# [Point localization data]
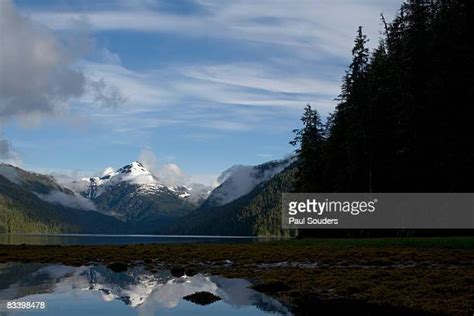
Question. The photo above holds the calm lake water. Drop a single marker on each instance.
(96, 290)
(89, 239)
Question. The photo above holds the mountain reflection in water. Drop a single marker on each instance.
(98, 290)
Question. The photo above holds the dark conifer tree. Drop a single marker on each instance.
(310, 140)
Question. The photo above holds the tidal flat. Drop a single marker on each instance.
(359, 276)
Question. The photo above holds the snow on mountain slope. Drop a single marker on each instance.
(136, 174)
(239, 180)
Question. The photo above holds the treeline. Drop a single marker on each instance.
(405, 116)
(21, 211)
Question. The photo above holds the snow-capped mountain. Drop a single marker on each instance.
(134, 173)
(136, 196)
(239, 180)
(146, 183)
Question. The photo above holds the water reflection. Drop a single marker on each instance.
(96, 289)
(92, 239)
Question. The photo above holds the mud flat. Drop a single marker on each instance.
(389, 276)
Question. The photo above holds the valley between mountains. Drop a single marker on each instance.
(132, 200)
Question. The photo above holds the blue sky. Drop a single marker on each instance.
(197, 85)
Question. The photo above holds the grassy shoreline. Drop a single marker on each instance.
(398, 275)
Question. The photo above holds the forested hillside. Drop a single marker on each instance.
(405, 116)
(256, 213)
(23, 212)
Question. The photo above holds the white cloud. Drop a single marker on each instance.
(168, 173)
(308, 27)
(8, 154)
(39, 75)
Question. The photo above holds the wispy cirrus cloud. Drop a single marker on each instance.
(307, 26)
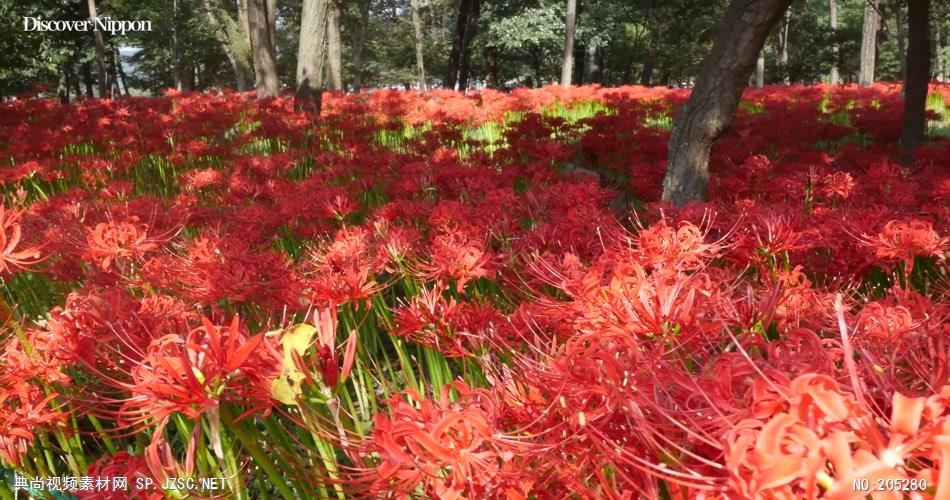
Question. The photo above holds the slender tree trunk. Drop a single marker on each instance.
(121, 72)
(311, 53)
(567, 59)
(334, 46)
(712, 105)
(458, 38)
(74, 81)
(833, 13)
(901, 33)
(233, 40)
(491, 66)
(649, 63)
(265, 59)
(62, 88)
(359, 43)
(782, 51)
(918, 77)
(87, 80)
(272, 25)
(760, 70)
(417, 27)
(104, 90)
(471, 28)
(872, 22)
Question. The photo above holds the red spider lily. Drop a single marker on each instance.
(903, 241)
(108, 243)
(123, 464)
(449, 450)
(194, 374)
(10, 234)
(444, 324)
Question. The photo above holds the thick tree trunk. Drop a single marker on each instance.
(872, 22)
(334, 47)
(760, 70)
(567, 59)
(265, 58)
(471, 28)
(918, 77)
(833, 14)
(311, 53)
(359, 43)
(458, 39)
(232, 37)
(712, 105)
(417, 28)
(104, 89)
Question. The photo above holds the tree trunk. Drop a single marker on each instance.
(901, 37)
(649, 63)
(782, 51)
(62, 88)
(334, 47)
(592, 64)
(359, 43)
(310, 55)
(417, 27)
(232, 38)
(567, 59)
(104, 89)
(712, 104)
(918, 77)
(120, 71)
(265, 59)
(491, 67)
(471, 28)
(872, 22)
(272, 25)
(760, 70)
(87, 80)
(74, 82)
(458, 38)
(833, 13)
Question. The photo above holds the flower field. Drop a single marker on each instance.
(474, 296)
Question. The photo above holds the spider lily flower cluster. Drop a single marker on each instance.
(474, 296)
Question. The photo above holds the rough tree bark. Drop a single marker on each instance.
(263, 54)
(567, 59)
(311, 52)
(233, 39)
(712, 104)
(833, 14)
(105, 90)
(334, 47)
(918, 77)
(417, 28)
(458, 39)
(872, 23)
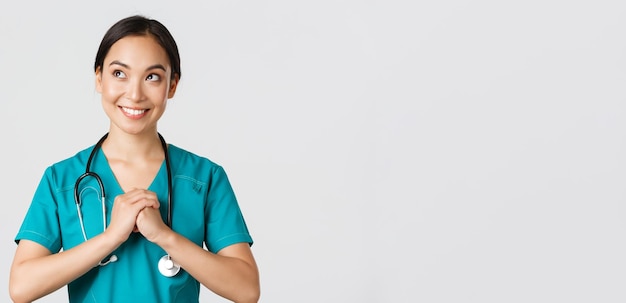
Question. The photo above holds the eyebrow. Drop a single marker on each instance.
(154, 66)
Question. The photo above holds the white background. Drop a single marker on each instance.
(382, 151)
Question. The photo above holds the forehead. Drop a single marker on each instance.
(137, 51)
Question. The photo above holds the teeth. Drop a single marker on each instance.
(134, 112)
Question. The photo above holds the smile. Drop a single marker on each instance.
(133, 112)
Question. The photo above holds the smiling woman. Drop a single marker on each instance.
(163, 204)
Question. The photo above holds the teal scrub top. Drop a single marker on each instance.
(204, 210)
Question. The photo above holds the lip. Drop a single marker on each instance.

# [Task statement]
Transcribe all of the lines above exactly as given. The pictures stay out.

# [Task output]
Question. The photo above holds the calm lake water. Drop a single marker on each instance.
(96, 290)
(89, 239)
Question. The photo above holds the mountain reflection in water. Drop a single marker on each instance.
(98, 290)
Question. The photo above holds the dark conifer tree. Drop a single marker on each instance.
(310, 140)
Question. The photo above holds the tidal flat. Drop a single marker on each instance.
(359, 276)
Question. The photo above holds the snow on mountain slope. Drop a single marker on each instance.
(136, 174)
(239, 180)
Question. The photo above holds the treeline. Drop a single marker on each instance.
(405, 116)
(21, 211)
Question. The photo above holds the snow-capped mountain. Drop a single marker on each instance.
(134, 173)
(136, 196)
(239, 180)
(146, 183)
Question. The photo above holds the water reflection. Drop a single marker on each instance.
(96, 289)
(92, 239)
Question. The photo above holds the mud flat. Drop a single marker on each instance.
(389, 276)
Question. The photo above holds the valley between mountains. Drop a single marker on each instance.
(132, 200)
Question. The photo above holds the blue sky. Drop a single marker on each instance.
(197, 85)
Question. The photo above holds the grassy shoreline. Drop a single marker on each instance.
(398, 275)
Question. The photo above holds the forested hillside. Drop a single marker on each instance.
(405, 116)
(256, 213)
(23, 212)
Question. The photo above holds the white cloud. Drop a single marker on each instance.
(168, 173)
(308, 27)
(8, 154)
(39, 75)
Question. The photo above holds the wispy cirrus cloud. Drop a single marker on each instance.
(307, 26)
Question. The photo above holds the slender tree trunk. Drop a single marker on each instance.
(121, 72)
(311, 53)
(567, 59)
(334, 46)
(712, 105)
(458, 38)
(74, 81)
(833, 13)
(901, 33)
(233, 40)
(491, 66)
(649, 63)
(265, 59)
(62, 88)
(359, 43)
(782, 51)
(918, 77)
(87, 80)
(272, 25)
(760, 70)
(417, 27)
(104, 90)
(471, 28)
(872, 22)
Question. The photo above holds the red spider lily. Drop a single marker on each instance.
(903, 241)
(108, 243)
(123, 464)
(449, 450)
(194, 374)
(10, 234)
(444, 324)
Question. The photo above holds the thick tree trunk. Drop a single marker on each instance.
(872, 22)
(334, 47)
(760, 70)
(567, 59)
(265, 58)
(471, 28)
(918, 77)
(833, 14)
(311, 53)
(359, 43)
(458, 39)
(232, 37)
(712, 105)
(417, 28)
(104, 89)
Question. The photo above holds the tree trunk. Drop a single marker on each instance.
(901, 37)
(649, 63)
(782, 51)
(62, 88)
(334, 47)
(592, 64)
(359, 43)
(310, 55)
(417, 27)
(232, 38)
(567, 59)
(104, 89)
(712, 104)
(918, 77)
(120, 71)
(265, 59)
(491, 67)
(471, 28)
(872, 22)
(272, 25)
(760, 70)
(87, 80)
(74, 82)
(458, 38)
(833, 13)
Question. The photo above holds the flower field. Drop a single marker on each instance.
(474, 296)
Question. The photo above holds the spider lily flower cluster. Drop a single marker on each instance.
(474, 296)
Question. The photo above holds the rough tree bark. Drop a single marker on each instance.
(263, 54)
(567, 59)
(311, 52)
(233, 39)
(712, 104)
(833, 14)
(105, 90)
(334, 47)
(918, 77)
(417, 28)
(458, 39)
(872, 23)
Question. The photo above holds the eyebrow. Drop a single marker on each instance.
(154, 66)
Question. The photo above holds the white background. Drop a single marker on each instance.
(382, 151)
Question. The photo above holds the forehead. Drop a single marker on each instance.
(137, 51)
Question. The photo above holds the teeth. Drop a single marker on each instance.
(134, 112)
Question. The photo above holds the smile. Drop a single marker on each instance.
(133, 112)
Question. The photo above holds the smiling woman. Drop a single marker on each instance.
(163, 204)
Question. The photo above holds the teal scrub top. Drop a single marker on each instance.
(204, 210)
Question. The photo above holds the lip. Drop a single marker on each instance.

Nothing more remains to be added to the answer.